▶ _EXCERPT_
+ + + + + + +
I wouldn't call that abuse, the ioctl() isn't just for migration. Not checking for
a pending exception is firmly a userspace bug and not something KVM should try to
fix.

For #DB, I suspect it's a non-issue. The exit is synchronous, so unless userspace
is deferring the reflection, which would be architecturally wrong in and of itself,
there can never be another pending exception.

For #MC, I think the correct behavior would be to defer the synthesized #MC if there's
a pending exception and resume the guest until the exception is injected. E.g. if a
different task encounters the real #MC, the synthesized #MC will be fully asynchronous
and may be coincident with a pending exception that is unrelated to the #MC. That
would require to userspace to enable KVM_CAP_EXCEPTION_PAYLOAD, otherwise userspace
won't be able to differentiate between a pending and injected exception, e.g. if the
#MC occurs during exception vectoring, userspace should override the injected exception
and synthesize #MC, otherwise it would likely soft hang the guest.

2022-03-29 15:36:13

by Maxim Levitsky

[permalink] [raw]
Subject: Re: [PATCH 00/21] KVM: x86: Event/exception fixes and cleanups

On Mon, 2022-03-28 at 17:50 +0000, Sean Christopherson wrote:
> On Sun, Mar 27, 2022, Maxim Levitsky wrote:
> > Other than that I am actually very happy that you posted this patch series,
> > as this gives more chance that this long standing issue will be fixed,
> > and if your patches are better/simpler/less invasive to KVM and still address the issue,
> > I fully support using them instead of mine.
>
> I highly doubt they're simpler or less invasive, but I do hope that the approach
> wil be easier to maintain.
>
> > Totally agree with you about your thoughts about splitting pending/injected exception,
> > I also can't say I liked my approach that much, for the same reasons you mentioned.
+ + + + + + +
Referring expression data
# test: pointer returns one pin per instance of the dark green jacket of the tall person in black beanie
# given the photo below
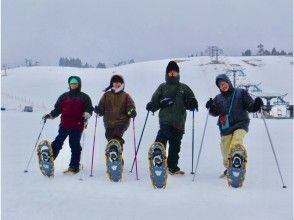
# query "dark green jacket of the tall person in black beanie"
(174, 115)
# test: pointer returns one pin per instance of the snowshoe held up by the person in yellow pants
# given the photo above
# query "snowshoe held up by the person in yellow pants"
(237, 166)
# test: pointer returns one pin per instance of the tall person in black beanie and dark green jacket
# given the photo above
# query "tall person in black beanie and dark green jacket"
(172, 98)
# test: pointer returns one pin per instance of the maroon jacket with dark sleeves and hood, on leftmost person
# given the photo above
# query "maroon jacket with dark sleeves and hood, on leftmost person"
(71, 105)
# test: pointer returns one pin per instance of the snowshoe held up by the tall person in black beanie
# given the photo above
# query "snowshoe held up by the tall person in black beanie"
(157, 165)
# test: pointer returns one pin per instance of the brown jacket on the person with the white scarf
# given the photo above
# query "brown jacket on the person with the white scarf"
(115, 107)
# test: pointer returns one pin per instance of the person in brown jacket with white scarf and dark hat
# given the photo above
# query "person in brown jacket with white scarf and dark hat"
(117, 107)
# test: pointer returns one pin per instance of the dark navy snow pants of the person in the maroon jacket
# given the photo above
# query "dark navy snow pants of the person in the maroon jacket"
(74, 143)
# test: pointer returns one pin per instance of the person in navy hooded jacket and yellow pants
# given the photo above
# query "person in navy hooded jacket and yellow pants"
(232, 106)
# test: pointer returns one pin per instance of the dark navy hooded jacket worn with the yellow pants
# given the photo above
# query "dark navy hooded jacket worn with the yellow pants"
(242, 104)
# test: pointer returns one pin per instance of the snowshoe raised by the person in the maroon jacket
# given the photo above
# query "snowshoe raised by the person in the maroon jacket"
(45, 158)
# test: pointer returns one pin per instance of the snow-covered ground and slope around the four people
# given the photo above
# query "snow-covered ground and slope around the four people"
(32, 196)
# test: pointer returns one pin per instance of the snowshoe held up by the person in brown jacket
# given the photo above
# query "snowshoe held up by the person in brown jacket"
(114, 160)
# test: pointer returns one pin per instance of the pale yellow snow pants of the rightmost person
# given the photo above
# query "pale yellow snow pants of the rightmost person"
(236, 138)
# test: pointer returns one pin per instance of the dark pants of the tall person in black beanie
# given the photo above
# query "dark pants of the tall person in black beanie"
(174, 137)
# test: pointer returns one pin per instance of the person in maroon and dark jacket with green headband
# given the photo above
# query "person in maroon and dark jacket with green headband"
(75, 108)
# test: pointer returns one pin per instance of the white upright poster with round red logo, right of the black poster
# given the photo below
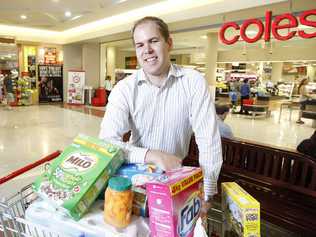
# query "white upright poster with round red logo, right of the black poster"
(75, 90)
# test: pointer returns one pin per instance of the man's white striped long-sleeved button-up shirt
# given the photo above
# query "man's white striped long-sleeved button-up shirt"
+ + + + + + +
▶ _WHAT TO WORK ON_
a - In the KVM mailing-list thread, which capability would userspace need to enable to tell a pending exception apart from an injected one?
b - Continue the KVM mailing-list thread, starting after its last line.
These records come from a separate source, not from the KVM mailing-list thread.

▶ _PER-TASK ANSWERS_
a - KVM_CAP_EXCEPTION_PAYLOAD

b -
> >
> > It is also the main reason I put the whole thing on the backlog lately,
> > because I was feeling that I am changing too much of the KVM,
> > for a relatively theoretical issue.
> >
> >
> > I will review your patches, compare them to mine, and check if you or I missed something.
> >
> > PS:
> >
> > Back then, I also did an extensive review on few cases when qemu injects exceptions itself,
> > which it does thankfully rarely. There are several (theoretical) issues there.
> > I don't remember those details, I need to refresh my memory.
> >
> > AFAIK, qemu injects #MC sometimes when it gets it from the kernel in form of a signal,
> > if I recall this correctly, and it also reflects back #DB, when guest debug was enabled
> > (and that is the reason for some work I did in this area, like the KVM_GUESTDBG_BLOCKIRQ thing)
> >
> > Qemu does this without considering nested and/or pending exception/etc.
> > It just kind of abuses the KVM_SET_VCPU_EVENTS for that.
>
> I wouldn't call that abuse, the ioctl() isn't just for migration. Not checking for
> a pending exception is firmly a userspace bug and not something KVM should try to
> fix.

yes, but to make the right decision, the userspace has to know if there is a pending
exception, and if there is, then merge it (which might even involve triple fault),

On top of that it is possible that pending excpetion is not intercepted by L1,
but merged result is, so injecting the exception will cause nested VMexit,
which is something that is hard for userspace to model.

I think that the cleanest way to do this is to add new ioctl, KVM_INJECT_EXCEPTION,
which can do the right thing in the kernel, but I am not sure that it is worth it,
knowing that thankfully userspace doesn't inject exceptions much.



>
> For #DB, I suspect it's a non-issue. The exit is synchronous, so unless userspace
> is deferring the reflection, which would be architecturally wrong in and of itself,
> there can never be another pending exception.
Could very be, but still there could be corner cases. Like what if you set data fetch
breakpoint on a IDT entry of some exception? I guess during delivery of that exception
there might be #DB, but I am not 100% expert on when and how #DB is generated, so
I can't be sure. Anyway #DB isn't a big deal because qemu only re-injects it when
guest debug is enabled and that is broken anyway, and does worse things like leaking EFLAGS.TF
to the guest stack and such.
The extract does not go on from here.